To be done: Can you reproduce the listing below word for word, leaving the pictures out of your answer?

****

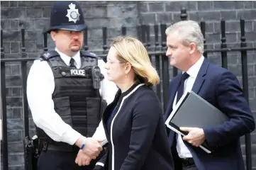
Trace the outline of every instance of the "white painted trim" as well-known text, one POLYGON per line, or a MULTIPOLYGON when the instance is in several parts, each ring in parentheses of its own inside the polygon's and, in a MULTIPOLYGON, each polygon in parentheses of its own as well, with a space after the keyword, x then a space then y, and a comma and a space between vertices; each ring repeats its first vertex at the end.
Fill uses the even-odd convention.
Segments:
POLYGON ((145 84, 140 84, 139 85, 138 85, 132 91, 130 91, 128 94, 127 94, 126 96, 124 96, 123 98, 122 102, 120 104, 120 107, 118 110, 117 111, 116 115, 113 117, 113 120, 111 122, 111 125, 110 128, 110 139, 111 139, 111 142, 112 144, 112 170, 115 170, 115 147, 113 145, 113 136, 112 136, 112 131, 113 131, 113 123, 115 121, 115 119, 116 118, 116 116, 118 115, 120 109, 122 108, 123 103, 124 100, 126 100, 128 97, 129 97, 132 94, 133 94, 140 86, 145 85, 145 84))

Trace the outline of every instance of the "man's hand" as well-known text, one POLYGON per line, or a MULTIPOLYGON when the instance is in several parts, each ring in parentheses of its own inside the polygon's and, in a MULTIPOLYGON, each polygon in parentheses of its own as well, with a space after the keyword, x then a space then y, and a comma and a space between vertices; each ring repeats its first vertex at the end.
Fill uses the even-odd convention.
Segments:
POLYGON ((206 140, 204 130, 201 128, 181 127, 179 129, 180 130, 189 132, 182 139, 193 146, 199 147, 206 140))
POLYGON ((91 162, 91 159, 84 154, 82 150, 79 150, 77 155, 74 162, 79 166, 89 165, 91 162))
POLYGON ((85 140, 85 146, 83 149, 83 152, 88 155, 91 159, 95 159, 102 151, 102 147, 99 144, 99 142, 101 141, 98 141, 91 137, 87 137, 85 140))

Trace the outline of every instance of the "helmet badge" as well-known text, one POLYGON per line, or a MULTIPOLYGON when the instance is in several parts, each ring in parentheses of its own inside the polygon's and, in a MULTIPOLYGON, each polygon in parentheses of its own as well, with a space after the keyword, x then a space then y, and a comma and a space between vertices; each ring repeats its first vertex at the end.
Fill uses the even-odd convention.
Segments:
POLYGON ((76 9, 76 5, 71 3, 69 5, 69 9, 67 9, 67 17, 69 18, 69 21, 73 21, 74 23, 76 23, 77 21, 79 20, 80 14, 78 12, 78 9, 76 9))

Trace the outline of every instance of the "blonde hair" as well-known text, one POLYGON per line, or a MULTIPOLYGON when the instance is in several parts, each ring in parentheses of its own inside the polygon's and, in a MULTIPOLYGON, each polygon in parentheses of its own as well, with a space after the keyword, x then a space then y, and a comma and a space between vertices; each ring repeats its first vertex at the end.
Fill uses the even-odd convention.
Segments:
POLYGON ((204 53, 204 36, 199 25, 196 21, 189 20, 175 23, 166 29, 165 34, 168 36, 175 31, 178 32, 184 45, 194 42, 196 50, 201 54, 204 53))
POLYGON ((111 45, 118 52, 121 62, 129 62, 135 74, 136 80, 148 86, 159 84, 160 78, 152 66, 147 50, 138 40, 131 37, 118 37, 111 45))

****

Response to the task:
Trace the outline of every instance of the "white painted trim" as well-known text, one POLYGON per line, or a MULTIPOLYGON when the instance is in several parts, each ring in parentheses of its own inside the polygon's and, in a MULTIPOLYGON, each polygon in parentheses of its own as well, with a space after the keyword, x then a space then y, and a comma and a space between vertices; each ring repeats its first vertex at the end.
Fill uses the even-odd convention.
Segments:
POLYGON ((145 84, 140 84, 139 85, 138 85, 132 91, 130 91, 128 94, 127 94, 126 96, 124 96, 123 98, 122 102, 120 104, 120 107, 118 110, 117 111, 116 115, 113 117, 113 120, 111 122, 111 125, 110 128, 110 139, 111 139, 111 142, 112 144, 112 170, 115 170, 115 147, 113 145, 113 136, 112 136, 112 131, 113 131, 113 123, 115 121, 115 119, 116 118, 116 116, 118 115, 120 109, 122 108, 123 103, 124 100, 126 100, 128 97, 129 97, 132 94, 133 94, 140 86, 145 85, 145 84))

Trace the outline of every instance of the "man's hand" as well-known text, one POLYGON per line, or a MULTIPOLYGON when the instance is in several parts, each ring in parentheses of its own inside the polygon's and, in a MULTIPOLYGON, each polygon in parentheses of its own as well, with a space after the keyword, x then a space then y, and a comma and a space between vertices; each ring repeats its first vertex at the end.
Fill uses the even-odd convention.
Segments:
POLYGON ((206 140, 204 130, 201 128, 181 127, 179 129, 180 130, 189 132, 182 139, 193 146, 199 147, 206 140))
POLYGON ((91 162, 91 159, 84 154, 82 150, 79 150, 77 155, 74 162, 79 166, 89 165, 91 162))
POLYGON ((85 140, 85 146, 83 149, 83 152, 88 155, 91 159, 95 159, 102 151, 102 147, 99 144, 99 142, 101 141, 98 141, 91 137, 87 137, 85 140))

Trace the outline of every instance of the "helmet badge" as well-known text, one POLYGON per line, or a MULTIPOLYGON when the instance is in several parts, each ring in parentheses of its own inside the polygon's and, in a MULTIPOLYGON, each polygon in parentheses of its own as well, with a space after the keyword, x then a space then y, and a comma and a space between vertices; each ring repeats its first vertex at the end.
Fill uses the even-odd convention.
Segments:
POLYGON ((76 9, 76 5, 71 3, 69 5, 69 9, 67 9, 67 17, 69 18, 69 21, 73 21, 74 23, 76 23, 77 21, 79 20, 80 14, 78 12, 78 9, 76 9))

Trace the outline of every instance of the "blonde hair" as well-known text, one POLYGON per line, or a MULTIPOLYGON when the instance is in several parts, each ring in parentheses of its own inside the polygon's and, in a MULTIPOLYGON, each polygon in parentheses of its own as well, with a space after the keyword, x then a space then y, and a comma and a space between vertices; each ring repeats its first vertex at the end.
Fill uses the even-odd convention.
Segments:
POLYGON ((204 53, 204 36, 199 25, 196 21, 189 20, 175 23, 166 29, 165 34, 168 36, 175 31, 178 32, 184 45, 194 42, 196 50, 201 54, 204 53))
POLYGON ((111 45, 118 52, 121 62, 129 62, 135 74, 136 80, 148 86, 159 84, 160 78, 152 66, 147 50, 138 40, 131 37, 118 37, 111 45))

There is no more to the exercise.